» What to work on: Rewrite the records below, replacing "Practice Worksheet" with "Review Sheet" everywhere and leaving every other part unchanged. Leave the pictures out of your answer.

» Source data:
○ ○ ○
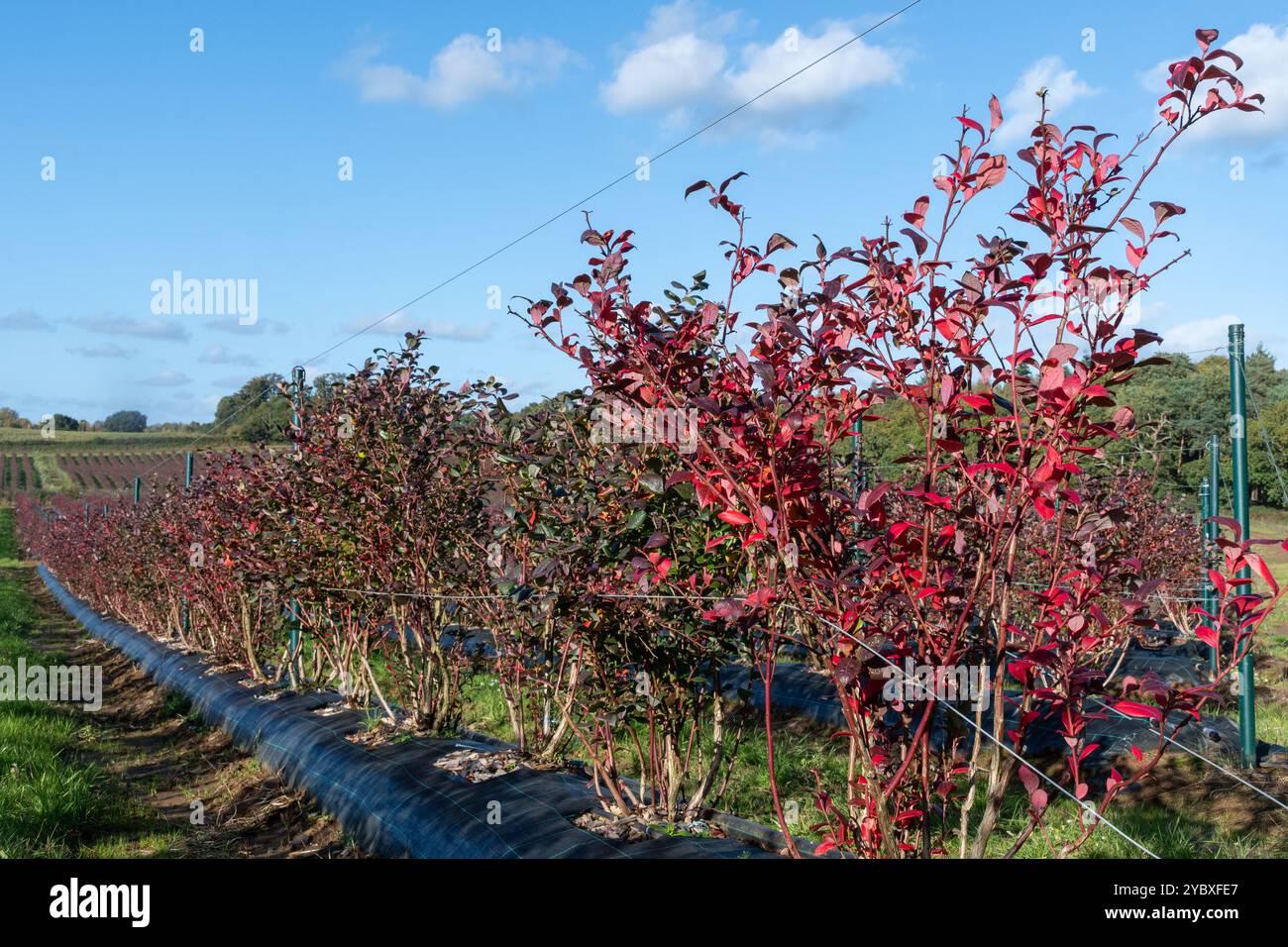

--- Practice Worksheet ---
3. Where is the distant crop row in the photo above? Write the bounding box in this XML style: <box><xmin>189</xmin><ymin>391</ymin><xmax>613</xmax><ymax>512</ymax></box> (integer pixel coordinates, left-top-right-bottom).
<box><xmin>0</xmin><ymin>451</ymin><xmax>201</xmax><ymax>496</ymax></box>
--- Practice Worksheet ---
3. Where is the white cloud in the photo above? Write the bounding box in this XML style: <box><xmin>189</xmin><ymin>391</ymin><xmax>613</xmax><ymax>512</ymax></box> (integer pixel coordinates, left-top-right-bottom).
<box><xmin>201</xmin><ymin>316</ymin><xmax>291</xmax><ymax>335</ymax></box>
<box><xmin>139</xmin><ymin>368</ymin><xmax>192</xmax><ymax>388</ymax></box>
<box><xmin>600</xmin><ymin>34</ymin><xmax>725</xmax><ymax>115</ymax></box>
<box><xmin>340</xmin><ymin>310</ymin><xmax>492</xmax><ymax>342</ymax></box>
<box><xmin>68</xmin><ymin>342</ymin><xmax>134</xmax><ymax>359</ymax></box>
<box><xmin>1141</xmin><ymin>23</ymin><xmax>1288</xmax><ymax>143</ymax></box>
<box><xmin>993</xmin><ymin>55</ymin><xmax>1096</xmax><ymax>145</ymax></box>
<box><xmin>1156</xmin><ymin>316</ymin><xmax>1241</xmax><ymax>352</ymax></box>
<box><xmin>342</xmin><ymin>34</ymin><xmax>580</xmax><ymax>111</ymax></box>
<box><xmin>600</xmin><ymin>0</ymin><xmax>902</xmax><ymax>146</ymax></box>
<box><xmin>0</xmin><ymin>309</ymin><xmax>54</xmax><ymax>333</ymax></box>
<box><xmin>72</xmin><ymin>316</ymin><xmax>188</xmax><ymax>342</ymax></box>
<box><xmin>197</xmin><ymin>346</ymin><xmax>255</xmax><ymax>365</ymax></box>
○ ○ ○
» Correct result:
--- Review Sheet ---
3. Where is the distant crop row in the photo above? Write the bounding box in this XML style: <box><xmin>189</xmin><ymin>391</ymin><xmax>613</xmax><ymax>512</ymax></box> (integer pixel coordinates, left-top-right-bottom).
<box><xmin>0</xmin><ymin>451</ymin><xmax>201</xmax><ymax>496</ymax></box>
--- Review Sheet ---
3. Where is the white cloud in the photo above? Write the bounding box in this XML style: <box><xmin>189</xmin><ymin>391</ymin><xmax>613</xmax><ymax>512</ymax></box> (integer pixel coordinates, left-top-right-bottom).
<box><xmin>201</xmin><ymin>316</ymin><xmax>291</xmax><ymax>335</ymax></box>
<box><xmin>139</xmin><ymin>368</ymin><xmax>192</xmax><ymax>388</ymax></box>
<box><xmin>600</xmin><ymin>34</ymin><xmax>725</xmax><ymax>115</ymax></box>
<box><xmin>340</xmin><ymin>310</ymin><xmax>492</xmax><ymax>342</ymax></box>
<box><xmin>68</xmin><ymin>342</ymin><xmax>134</xmax><ymax>359</ymax></box>
<box><xmin>1141</xmin><ymin>23</ymin><xmax>1288</xmax><ymax>143</ymax></box>
<box><xmin>993</xmin><ymin>55</ymin><xmax>1096</xmax><ymax>145</ymax></box>
<box><xmin>1156</xmin><ymin>316</ymin><xmax>1241</xmax><ymax>352</ymax></box>
<box><xmin>342</xmin><ymin>34</ymin><xmax>580</xmax><ymax>111</ymax></box>
<box><xmin>600</xmin><ymin>0</ymin><xmax>902</xmax><ymax>146</ymax></box>
<box><xmin>0</xmin><ymin>309</ymin><xmax>54</xmax><ymax>333</ymax></box>
<box><xmin>72</xmin><ymin>316</ymin><xmax>188</xmax><ymax>342</ymax></box>
<box><xmin>197</xmin><ymin>346</ymin><xmax>255</xmax><ymax>365</ymax></box>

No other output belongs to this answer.